Can you reproduce the data beneath, keeping every line exact?

═══ Data shown

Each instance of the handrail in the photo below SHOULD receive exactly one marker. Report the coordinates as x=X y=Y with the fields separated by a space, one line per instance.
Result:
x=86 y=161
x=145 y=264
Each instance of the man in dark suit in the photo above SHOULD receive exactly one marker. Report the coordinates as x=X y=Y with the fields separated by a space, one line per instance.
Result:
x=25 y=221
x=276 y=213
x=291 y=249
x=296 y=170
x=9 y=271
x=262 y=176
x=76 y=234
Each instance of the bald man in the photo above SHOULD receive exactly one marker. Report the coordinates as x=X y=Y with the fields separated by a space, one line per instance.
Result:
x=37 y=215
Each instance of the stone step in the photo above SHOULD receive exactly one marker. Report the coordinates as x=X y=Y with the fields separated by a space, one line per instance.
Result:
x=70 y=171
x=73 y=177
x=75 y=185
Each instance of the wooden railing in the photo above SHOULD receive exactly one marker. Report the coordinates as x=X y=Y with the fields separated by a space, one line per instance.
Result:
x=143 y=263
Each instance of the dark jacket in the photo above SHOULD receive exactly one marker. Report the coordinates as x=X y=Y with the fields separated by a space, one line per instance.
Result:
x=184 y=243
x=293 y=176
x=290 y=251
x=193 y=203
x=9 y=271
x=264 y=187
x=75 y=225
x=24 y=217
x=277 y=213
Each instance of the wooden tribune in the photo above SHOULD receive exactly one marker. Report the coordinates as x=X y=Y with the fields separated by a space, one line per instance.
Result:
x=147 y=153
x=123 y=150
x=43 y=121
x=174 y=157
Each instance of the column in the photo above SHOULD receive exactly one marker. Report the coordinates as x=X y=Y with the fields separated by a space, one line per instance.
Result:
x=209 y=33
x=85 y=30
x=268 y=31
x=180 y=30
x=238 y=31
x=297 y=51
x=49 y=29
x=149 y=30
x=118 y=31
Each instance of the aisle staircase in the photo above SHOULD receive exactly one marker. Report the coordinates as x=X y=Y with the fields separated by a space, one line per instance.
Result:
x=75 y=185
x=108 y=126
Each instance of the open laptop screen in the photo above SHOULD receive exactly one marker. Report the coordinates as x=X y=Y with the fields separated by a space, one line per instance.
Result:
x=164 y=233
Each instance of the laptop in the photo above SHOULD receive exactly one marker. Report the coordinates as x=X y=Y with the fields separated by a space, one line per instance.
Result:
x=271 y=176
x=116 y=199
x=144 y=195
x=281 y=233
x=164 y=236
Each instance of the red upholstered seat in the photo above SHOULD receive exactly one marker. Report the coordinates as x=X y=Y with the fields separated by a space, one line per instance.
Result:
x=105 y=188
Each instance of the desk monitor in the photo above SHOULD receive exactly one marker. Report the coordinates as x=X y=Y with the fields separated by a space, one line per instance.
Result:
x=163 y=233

══════

=== Written solution ===
Each instance of the handrail in the photo below SHOULD receive exactly one marker. Report the coordinates as x=X y=Y with the fields separated by a space, one line per instance.
Result:
x=86 y=161
x=145 y=264
Each instance of the man in dark suit in the photo above SHOULD receive exactly one marker. Report the coordinates as x=X y=Y with the fields separated by a space, one line per instance.
Result:
x=25 y=221
x=276 y=213
x=291 y=249
x=296 y=170
x=9 y=271
x=262 y=176
x=76 y=234
Each instance of the bald man in the photo above SHOULD receive exactly one marker. Report the coordinates as x=X y=Y with the fields separated by a space, one line per instance.
Result:
x=37 y=215
Each instance of the stone step in the photo above SHOULD receive exactly one marker. Report the coordinates as x=X y=Y with the fields separated by a space, one line per instance.
Result:
x=70 y=171
x=73 y=177
x=75 y=185
Each instance of the wooden railing in the photo above SHOULD receive exactly one marker. Report the coordinates as x=X y=Y with the fields separated by a space, one line per instance.
Result:
x=143 y=263
Each instance of the dark jacket in the photo above SHOULD receive exactly one marker. Report the coordinates as x=X y=Y with the fields separated by a space, one line per instance.
Result:
x=184 y=243
x=293 y=176
x=290 y=251
x=193 y=203
x=9 y=271
x=264 y=187
x=75 y=225
x=24 y=217
x=277 y=213
Each instance of the wooden tribune in the photo above SHOULD receive exactly one marker. Report the coordinates as x=X y=Y with the fields separated by a space, one line per instance.
Result:
x=147 y=153
x=123 y=150
x=43 y=121
x=174 y=157
Each instance of the column in the photo above SHOULD receive exactly one marker. Report the coordinates as x=X y=Y with the fields separated by a space, one line per instance.
Result:
x=209 y=33
x=85 y=30
x=268 y=31
x=180 y=30
x=238 y=31
x=297 y=51
x=49 y=29
x=149 y=30
x=118 y=31
Each instance of the aisle staircase in the photo above SHOULD receive exactly one marker. Report the coordinates as x=X y=Y with the fields separated by a space, one line per instance.
Result:
x=75 y=185
x=108 y=126
Each instance of the open laptop screen in the photo above SHOULD receive exactly one marker. Report the coordinates as x=X y=Y with the fields separated by a space, one line per instance.
Result:
x=164 y=233
Each instance of the laptop in the photo above SHOULD receive exactly one marker. Report the coordinates as x=X y=Y with the fields separated by a space, one line per instance.
Result:
x=271 y=176
x=116 y=199
x=144 y=195
x=281 y=233
x=164 y=236
Each instance of the red upholstered seat in the photo above SHOULD receive exactly one marker. Report the coordinates as x=X y=Y with the fields separated by a space, one line per instance.
Result:
x=105 y=188
Each instance of the desk monitor in the photo above SHOULD receive exactly one marker. Report the coordinates as x=X y=Y with the fields separated by a space, one line per instance.
Result:
x=163 y=233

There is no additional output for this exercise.